■ Text excerpt ■
— BEGIN —

Amirkhan Kamizovich Shomakhov (; ;  − 13 July 1988) was a Soviet Kabardian lyrics, prose, and play writer, primarily known as one of the founders of the Kabardian children's literature. People's Poet of the Kabarda-Balkar ASSR (1977). Member of the Union of Soviet Writers since 1949. Member of the CPSU since 1938.

Biography 
Amirkhan Shomakhov was born in the village of Kanshuei of the Terskaya oblast of the Russian Empire (in what is now Nizhnii Kurp of the Tersky District of the Kabardino-Balkar Republic, Russian Federation).

Education 
In his early childhood Shomakhov studied at a madrasa in his native village. After the October Revolution he finished a primary school and entered a secondary educational institution called The Lenin's Campus in the city of Nalchik. In 1933 he graduated from the Northern Caucasus Pedagogical Institute in Ordzhonikidze (Vladikavkaz, North Ossetia-Alania). In 1955 he also finished the Higher Party School of the Central Committee of the CPSU.

— END —

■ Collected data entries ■

— BEGIN —

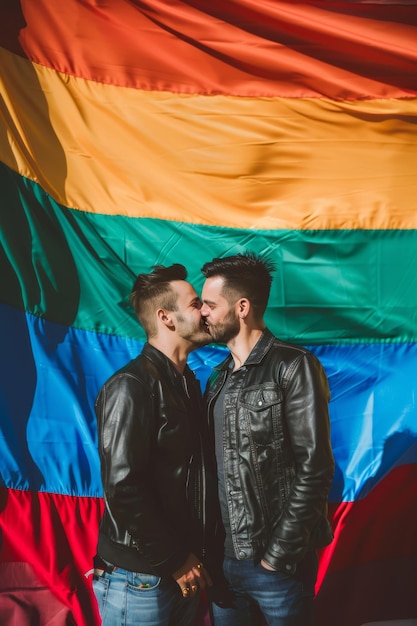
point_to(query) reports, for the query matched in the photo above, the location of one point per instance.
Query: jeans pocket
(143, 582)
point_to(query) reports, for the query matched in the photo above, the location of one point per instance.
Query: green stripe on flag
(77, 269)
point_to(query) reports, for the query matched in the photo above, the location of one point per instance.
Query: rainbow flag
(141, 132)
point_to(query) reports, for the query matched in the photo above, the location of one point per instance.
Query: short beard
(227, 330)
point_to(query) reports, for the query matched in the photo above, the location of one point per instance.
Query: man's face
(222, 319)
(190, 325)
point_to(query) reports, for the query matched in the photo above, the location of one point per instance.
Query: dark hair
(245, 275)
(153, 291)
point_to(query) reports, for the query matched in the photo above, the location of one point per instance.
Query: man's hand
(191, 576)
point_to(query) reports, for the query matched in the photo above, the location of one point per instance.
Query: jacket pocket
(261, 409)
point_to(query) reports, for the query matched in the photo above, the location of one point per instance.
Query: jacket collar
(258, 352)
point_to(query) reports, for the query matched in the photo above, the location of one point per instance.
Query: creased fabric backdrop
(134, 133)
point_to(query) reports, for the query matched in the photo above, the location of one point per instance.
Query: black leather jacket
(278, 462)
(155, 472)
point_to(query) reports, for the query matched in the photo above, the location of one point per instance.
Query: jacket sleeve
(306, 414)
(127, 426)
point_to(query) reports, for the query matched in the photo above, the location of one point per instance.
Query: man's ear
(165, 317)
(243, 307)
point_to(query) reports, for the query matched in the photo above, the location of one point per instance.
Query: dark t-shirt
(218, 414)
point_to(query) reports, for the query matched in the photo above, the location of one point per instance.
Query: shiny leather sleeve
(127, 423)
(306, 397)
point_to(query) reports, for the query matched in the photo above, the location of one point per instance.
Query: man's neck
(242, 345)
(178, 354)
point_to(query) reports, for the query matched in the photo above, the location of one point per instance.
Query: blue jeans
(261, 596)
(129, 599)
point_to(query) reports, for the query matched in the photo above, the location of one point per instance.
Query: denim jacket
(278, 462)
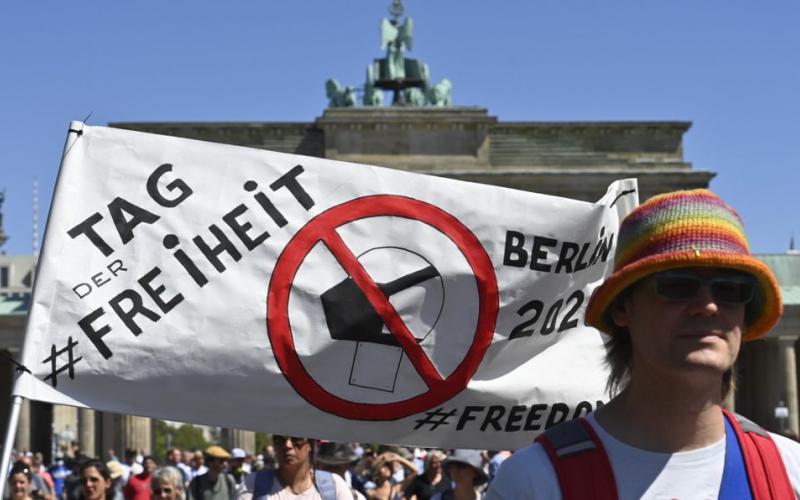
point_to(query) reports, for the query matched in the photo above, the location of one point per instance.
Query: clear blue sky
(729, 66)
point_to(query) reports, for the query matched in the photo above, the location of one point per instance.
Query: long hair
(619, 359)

— END —

■ Task list ■
**1)** Please write out the passage of the Shomakhov biography from "Amirkhan Kamizovich Shomakhov" up to and including "Republic, Russian Federation).".
**2)** Translate this sentence from the Shomakhov biography into Spanish: "In his early childhood Shomakhov studied at a madrasa in his native village."

■ Full solutions ■
**1)**
Amirkhan Kamizovich Shomakhov (; ;  − 13 July 1988) was a Soviet Kabardian lyrics, prose, and play writer, primarily known as one of the founders of the Kabardian children's literature. People's Poet of the Kabarda-Balkar ASSR (1977). Member of the Union of Soviet Writers since 1949. Member of the CPSU since 1938.

Biography 
Amirkhan Shomakhov was born in the village of Kanshuei of the Terskaya oblast of the Russian Empire (in what is now Nizhnii Kurp of the Tersky District of the Kabardino-Balkar Republic, Russian Federation).

**2)** En su primera infancia, Shomakhov estudió en una madrasa de su aldea natal.